━━━ 文档节选 ━━━

[15-445 fall 2023] P2代码解析

最新推荐文章于 2024-07-19 00:12:38 发布

Wedge_Ss

最新推荐文章于 2024-07-19 00:12:38 发布

阅读量1.5k

点赞数 18

文章标签：数据库 c++ 数据库系统

本文链接：https://blog.csdn.net/MarksSa/article/details/135646298

版权

Task#1 Read/Write Page Guards

这个Guard主要作用在于避免Page使用完后，忘记把Page给Unpin或者是Unlock了，这就会导致该Page无法被evit以及被其他线程进行Lock。Page Guard在离开作用域后，就会触发析构函数，自动执行释放操作，达到RAII的效果，类比对应的就是智能指针。

我在P1中的bufferpool实现有问题，但是分数拿满了，因此PageGuard测试跑不过，有可能是bufferpool那边出问题了。说下当时犯的错误，我当时认为bufferpool manager只要查看Page对象的元数据或者要对元数据进行修改，那就要获取Page的读写锁。这其实是不对的，Page的读写锁管理的是Page的data，bufferpool manager的latch_确保了对Page的元数据操作的有序性。唯有当该Page的pin_count非0，而bufferpool manager还要对该读写Page的data时，此时才应获取Page的读写锁。

BasicPageGuard

最基本的PageGuard，无需获取读写锁，仅需确保在Guard调用析构函数时，及时Unpin即可。

这里需要注意点在于：拷贝构造函数和‘=’操作符的重载实现，都需要先把原Guard中的Page进行Drop操作后，再给Guard赋新值。

Reset

Reset方法是我自己新加的，功能就是将对象自身的bpm_ 、page_、is_dirty_属性进行初始化。

Drop

需要对Guard内部的Page进行Unpin操作，但是需要先检查Guard中是否保存了合法的Page。如果Page为nullptr，那么表明该Guard已经被初始化了，无需进行Drop操作。

拷贝构造和=号重载实现

其实就是接管that管理的Page。

首先需要先调用Drop()来释放Guard上管理的旧Page，后续将that对象上的Page信息拷贝过来。由于接管了that管理的Page，因此that也需要进行Reset操作，避免that后续析构会对Page进行Unpin操作。

operator = 的重载实现和BasicPageGuard(BasicPageGuard &&that )操作流程相同，就是返回值变成return *this即可。

━━━ 所给数据 ━━━

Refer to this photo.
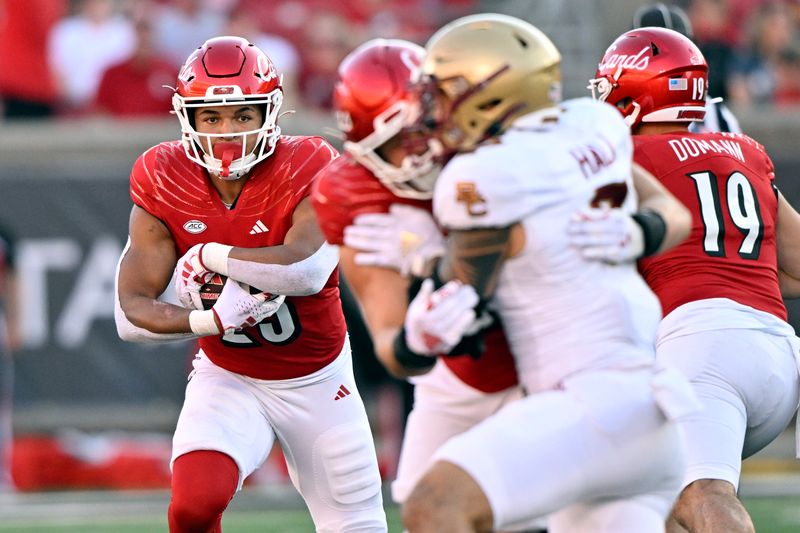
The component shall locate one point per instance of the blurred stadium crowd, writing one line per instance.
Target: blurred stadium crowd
(115, 56)
(82, 57)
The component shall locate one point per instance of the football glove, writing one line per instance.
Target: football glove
(437, 320)
(405, 239)
(190, 275)
(609, 235)
(235, 309)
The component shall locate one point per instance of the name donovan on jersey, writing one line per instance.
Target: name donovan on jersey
(687, 147)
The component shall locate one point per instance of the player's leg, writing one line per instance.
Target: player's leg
(443, 407)
(447, 500)
(633, 515)
(604, 435)
(221, 437)
(323, 429)
(711, 505)
(736, 390)
(203, 483)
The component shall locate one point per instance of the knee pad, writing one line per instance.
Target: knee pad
(346, 457)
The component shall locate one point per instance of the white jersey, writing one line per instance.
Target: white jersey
(562, 313)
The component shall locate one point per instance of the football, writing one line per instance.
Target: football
(209, 293)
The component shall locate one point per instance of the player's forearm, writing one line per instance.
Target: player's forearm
(677, 218)
(154, 316)
(291, 274)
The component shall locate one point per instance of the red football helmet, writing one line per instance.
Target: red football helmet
(228, 71)
(375, 98)
(653, 75)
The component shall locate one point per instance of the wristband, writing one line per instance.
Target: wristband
(407, 357)
(654, 230)
(214, 257)
(203, 323)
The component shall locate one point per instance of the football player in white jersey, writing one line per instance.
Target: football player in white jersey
(595, 442)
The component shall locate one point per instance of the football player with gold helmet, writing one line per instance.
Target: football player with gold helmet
(595, 443)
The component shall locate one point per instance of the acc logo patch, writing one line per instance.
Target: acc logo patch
(195, 226)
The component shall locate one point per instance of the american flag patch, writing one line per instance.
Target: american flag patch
(678, 84)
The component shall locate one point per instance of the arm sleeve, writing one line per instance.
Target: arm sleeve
(303, 278)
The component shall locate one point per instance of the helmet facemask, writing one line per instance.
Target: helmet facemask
(229, 162)
(415, 176)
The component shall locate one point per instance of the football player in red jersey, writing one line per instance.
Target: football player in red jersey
(384, 171)
(232, 197)
(724, 320)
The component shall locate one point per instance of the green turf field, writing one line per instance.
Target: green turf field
(771, 515)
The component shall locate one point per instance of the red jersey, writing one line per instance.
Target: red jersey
(306, 333)
(726, 181)
(346, 189)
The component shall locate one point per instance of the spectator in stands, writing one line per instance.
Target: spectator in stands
(9, 341)
(329, 38)
(718, 117)
(281, 51)
(136, 86)
(787, 78)
(753, 78)
(81, 48)
(180, 26)
(26, 89)
(711, 31)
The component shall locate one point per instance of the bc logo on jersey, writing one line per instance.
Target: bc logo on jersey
(468, 194)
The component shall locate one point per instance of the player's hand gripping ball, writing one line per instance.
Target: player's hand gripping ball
(211, 291)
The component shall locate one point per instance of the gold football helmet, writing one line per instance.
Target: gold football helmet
(491, 69)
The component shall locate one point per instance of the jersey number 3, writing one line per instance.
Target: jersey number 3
(743, 211)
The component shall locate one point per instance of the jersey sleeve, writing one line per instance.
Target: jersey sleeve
(142, 188)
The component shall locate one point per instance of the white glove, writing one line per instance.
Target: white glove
(405, 239)
(190, 275)
(609, 235)
(235, 309)
(437, 320)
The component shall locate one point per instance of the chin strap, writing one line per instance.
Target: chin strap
(226, 153)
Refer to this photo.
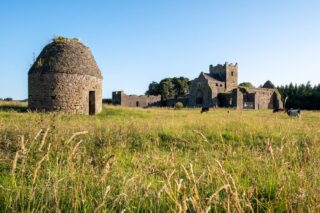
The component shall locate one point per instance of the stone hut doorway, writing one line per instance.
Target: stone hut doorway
(199, 97)
(92, 102)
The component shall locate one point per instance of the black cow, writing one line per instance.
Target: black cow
(294, 112)
(204, 109)
(278, 110)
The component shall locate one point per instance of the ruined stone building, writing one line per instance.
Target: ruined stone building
(120, 98)
(220, 88)
(65, 77)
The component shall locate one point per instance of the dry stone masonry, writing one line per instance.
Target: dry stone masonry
(65, 77)
(218, 88)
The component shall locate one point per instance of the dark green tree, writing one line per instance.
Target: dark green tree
(166, 89)
(153, 89)
(181, 86)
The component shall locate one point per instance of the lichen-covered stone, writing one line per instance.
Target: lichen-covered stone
(62, 77)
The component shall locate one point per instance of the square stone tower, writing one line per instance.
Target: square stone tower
(231, 76)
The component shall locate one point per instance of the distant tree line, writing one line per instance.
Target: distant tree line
(6, 99)
(303, 96)
(170, 88)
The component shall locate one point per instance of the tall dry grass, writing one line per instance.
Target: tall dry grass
(159, 160)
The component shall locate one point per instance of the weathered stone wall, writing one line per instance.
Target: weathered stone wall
(172, 102)
(63, 92)
(120, 98)
(208, 89)
(231, 76)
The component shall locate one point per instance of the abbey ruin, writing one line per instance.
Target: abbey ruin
(217, 88)
(65, 77)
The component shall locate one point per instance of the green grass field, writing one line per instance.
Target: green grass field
(159, 160)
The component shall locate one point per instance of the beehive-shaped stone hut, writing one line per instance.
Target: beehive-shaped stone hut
(65, 77)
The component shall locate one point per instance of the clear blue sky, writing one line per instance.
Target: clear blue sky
(135, 42)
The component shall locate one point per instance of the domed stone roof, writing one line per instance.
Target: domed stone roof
(64, 55)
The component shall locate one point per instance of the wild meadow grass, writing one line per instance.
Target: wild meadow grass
(159, 160)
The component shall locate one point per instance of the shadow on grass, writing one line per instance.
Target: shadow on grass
(13, 108)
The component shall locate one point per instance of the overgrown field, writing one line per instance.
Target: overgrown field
(159, 160)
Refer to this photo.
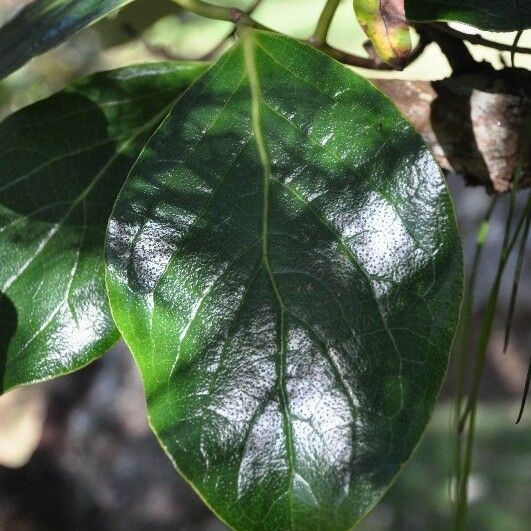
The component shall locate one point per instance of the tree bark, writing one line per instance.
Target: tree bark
(476, 125)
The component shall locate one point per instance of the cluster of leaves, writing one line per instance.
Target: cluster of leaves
(268, 234)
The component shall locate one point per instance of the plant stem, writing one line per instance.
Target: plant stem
(237, 16)
(325, 20)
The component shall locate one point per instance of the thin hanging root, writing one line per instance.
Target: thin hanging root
(516, 282)
(526, 392)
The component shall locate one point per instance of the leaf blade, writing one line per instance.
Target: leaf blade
(248, 323)
(58, 185)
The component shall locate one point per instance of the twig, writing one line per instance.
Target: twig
(454, 49)
(478, 39)
(325, 20)
(243, 18)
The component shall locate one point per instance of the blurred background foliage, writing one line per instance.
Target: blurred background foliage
(77, 454)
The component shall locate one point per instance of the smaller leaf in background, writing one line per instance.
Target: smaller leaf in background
(62, 163)
(384, 22)
(492, 15)
(44, 24)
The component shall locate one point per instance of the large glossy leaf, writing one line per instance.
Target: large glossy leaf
(44, 24)
(284, 263)
(495, 15)
(62, 163)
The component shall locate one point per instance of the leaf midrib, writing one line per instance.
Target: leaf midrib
(254, 84)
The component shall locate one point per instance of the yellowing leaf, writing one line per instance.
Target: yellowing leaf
(385, 24)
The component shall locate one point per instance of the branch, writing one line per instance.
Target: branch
(470, 128)
(325, 20)
(243, 18)
(478, 39)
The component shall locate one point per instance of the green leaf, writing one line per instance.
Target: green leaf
(284, 263)
(62, 163)
(493, 15)
(385, 24)
(44, 24)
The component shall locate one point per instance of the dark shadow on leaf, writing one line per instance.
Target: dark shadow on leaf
(8, 327)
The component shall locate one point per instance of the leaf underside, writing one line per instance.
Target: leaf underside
(493, 15)
(284, 263)
(62, 163)
(44, 24)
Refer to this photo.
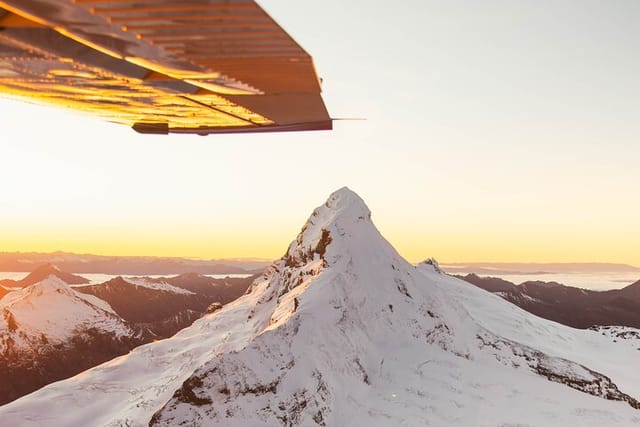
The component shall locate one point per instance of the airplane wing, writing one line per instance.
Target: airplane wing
(161, 66)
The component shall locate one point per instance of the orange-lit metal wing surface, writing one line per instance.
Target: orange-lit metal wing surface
(161, 66)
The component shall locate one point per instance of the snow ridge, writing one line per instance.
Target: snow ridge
(343, 331)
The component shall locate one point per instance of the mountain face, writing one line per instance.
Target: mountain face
(48, 332)
(343, 331)
(579, 308)
(165, 306)
(41, 273)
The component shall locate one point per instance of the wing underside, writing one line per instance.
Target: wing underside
(161, 66)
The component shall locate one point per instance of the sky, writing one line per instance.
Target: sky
(495, 131)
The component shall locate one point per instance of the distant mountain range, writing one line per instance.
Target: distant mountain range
(579, 308)
(42, 272)
(124, 265)
(54, 326)
(343, 331)
(497, 268)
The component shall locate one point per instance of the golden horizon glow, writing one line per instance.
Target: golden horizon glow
(497, 141)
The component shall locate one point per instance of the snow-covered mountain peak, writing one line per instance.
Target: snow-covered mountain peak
(343, 330)
(329, 229)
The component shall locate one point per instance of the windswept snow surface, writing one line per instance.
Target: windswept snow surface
(51, 308)
(343, 331)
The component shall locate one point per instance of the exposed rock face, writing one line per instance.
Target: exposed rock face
(164, 306)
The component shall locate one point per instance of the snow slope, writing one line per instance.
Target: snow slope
(51, 308)
(343, 331)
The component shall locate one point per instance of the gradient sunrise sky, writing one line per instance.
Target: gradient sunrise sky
(495, 131)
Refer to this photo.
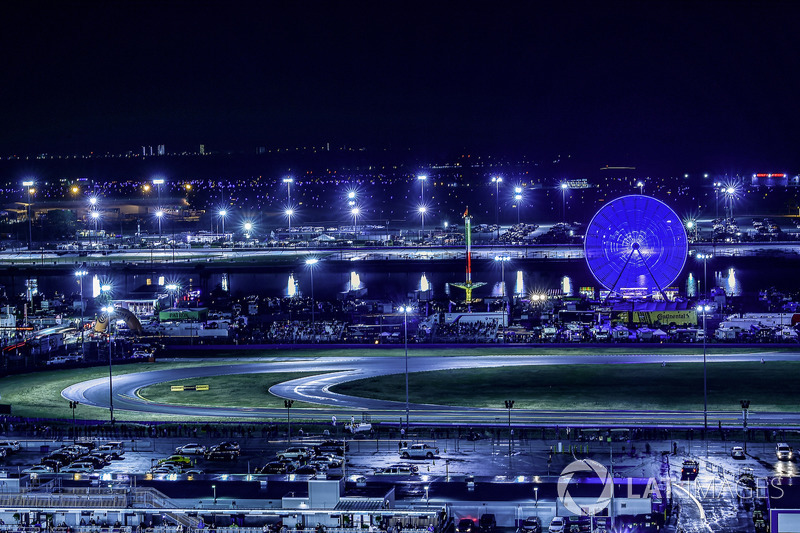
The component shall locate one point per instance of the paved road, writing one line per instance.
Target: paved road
(316, 389)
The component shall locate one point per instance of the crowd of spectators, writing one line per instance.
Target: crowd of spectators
(480, 331)
(286, 331)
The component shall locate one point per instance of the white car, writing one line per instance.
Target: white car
(78, 468)
(298, 453)
(166, 468)
(327, 460)
(419, 451)
(557, 525)
(115, 449)
(10, 445)
(38, 469)
(191, 449)
(784, 452)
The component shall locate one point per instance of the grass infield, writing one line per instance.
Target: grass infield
(770, 387)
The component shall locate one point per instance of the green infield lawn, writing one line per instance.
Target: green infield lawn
(39, 394)
(488, 350)
(226, 391)
(678, 386)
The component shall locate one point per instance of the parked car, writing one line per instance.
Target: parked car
(109, 448)
(419, 451)
(55, 464)
(63, 458)
(216, 454)
(191, 449)
(532, 524)
(397, 470)
(95, 461)
(784, 452)
(327, 460)
(229, 446)
(487, 523)
(163, 470)
(168, 468)
(276, 467)
(38, 469)
(690, 469)
(79, 467)
(297, 453)
(466, 525)
(306, 469)
(10, 445)
(178, 459)
(332, 446)
(557, 525)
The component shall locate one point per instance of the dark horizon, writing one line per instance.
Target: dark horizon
(706, 85)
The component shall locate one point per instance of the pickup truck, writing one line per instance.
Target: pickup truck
(419, 451)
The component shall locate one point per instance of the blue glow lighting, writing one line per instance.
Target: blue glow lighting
(636, 242)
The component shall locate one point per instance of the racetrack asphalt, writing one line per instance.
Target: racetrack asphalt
(336, 370)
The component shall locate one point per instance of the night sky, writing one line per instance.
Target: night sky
(694, 84)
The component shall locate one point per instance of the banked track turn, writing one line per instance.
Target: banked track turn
(335, 370)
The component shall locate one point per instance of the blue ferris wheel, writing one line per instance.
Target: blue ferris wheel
(636, 242)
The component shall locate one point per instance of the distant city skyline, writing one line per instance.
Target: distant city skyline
(706, 84)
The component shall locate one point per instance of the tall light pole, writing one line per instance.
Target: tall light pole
(288, 405)
(705, 258)
(288, 182)
(158, 182)
(159, 216)
(405, 309)
(95, 215)
(80, 274)
(503, 259)
(730, 192)
(509, 405)
(422, 210)
(704, 309)
(355, 211)
(518, 200)
(222, 214)
(29, 187)
(311, 263)
(745, 406)
(564, 188)
(109, 310)
(74, 405)
(172, 288)
(497, 180)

━━━

> 任务:
- A) 上面的点标注数据中，有多少行包含字符串"masonry"？区分大小写，只回答数字。
- B) 关于 Page Guard 的代码解析文章写到最后一句为止，请从那里接着往下写。

> 参考答案:
- A) 2

- B)
UpgradeRead()/UpgradeWrite

将BasicPageGuard管理的Page转接给一个WriteGuard/ReadGuard进行管理。

注意：还需要完成对Page的读写锁的申请。此外，头文件中指出一个要求，函数执行过程中，这个Page不应该存在被Evit出去的可能，因此在这个过程中不能调用Drop方法。并且，Page的管理转接给WriteGuard后，原BasicGuard将会失效，不再管理任何Page。

先申请该Page的读锁/写锁，然后根据BasicGuard中的Page和bpm信息来构建一个ReadGuard/WriteGuard，同时调用Reset方法，将BasicGuard自身初始化。

WritePageGuard/ReadPageGuard

Drop

相比BasicGuard，Write/ReadGuard还持有了写/读锁，因此多一步释放锁的步骤，当前也需要检查Guard中是否保存了合法的Page信息，如果该Guard已经被初始化了，不再管理任何Page信息，无需进行任何操作。释放完锁，后续就是让guard_调用Drop函数来进行Unpin释放Page即可。

拷贝构造和=号重载实现

同理，先将自身管理的Page进行释放操作，调用Drop，然后将that的guard_拷贝过来即可。注意需要将that进行初始化。

BufferPoolManager

FetchPageBasic

FetchPage返回的是Page * ，而这里要求BasicPageGuard，因此非常简单，就是把FetchPage的返回值构造出一个BasicPageGuard即可。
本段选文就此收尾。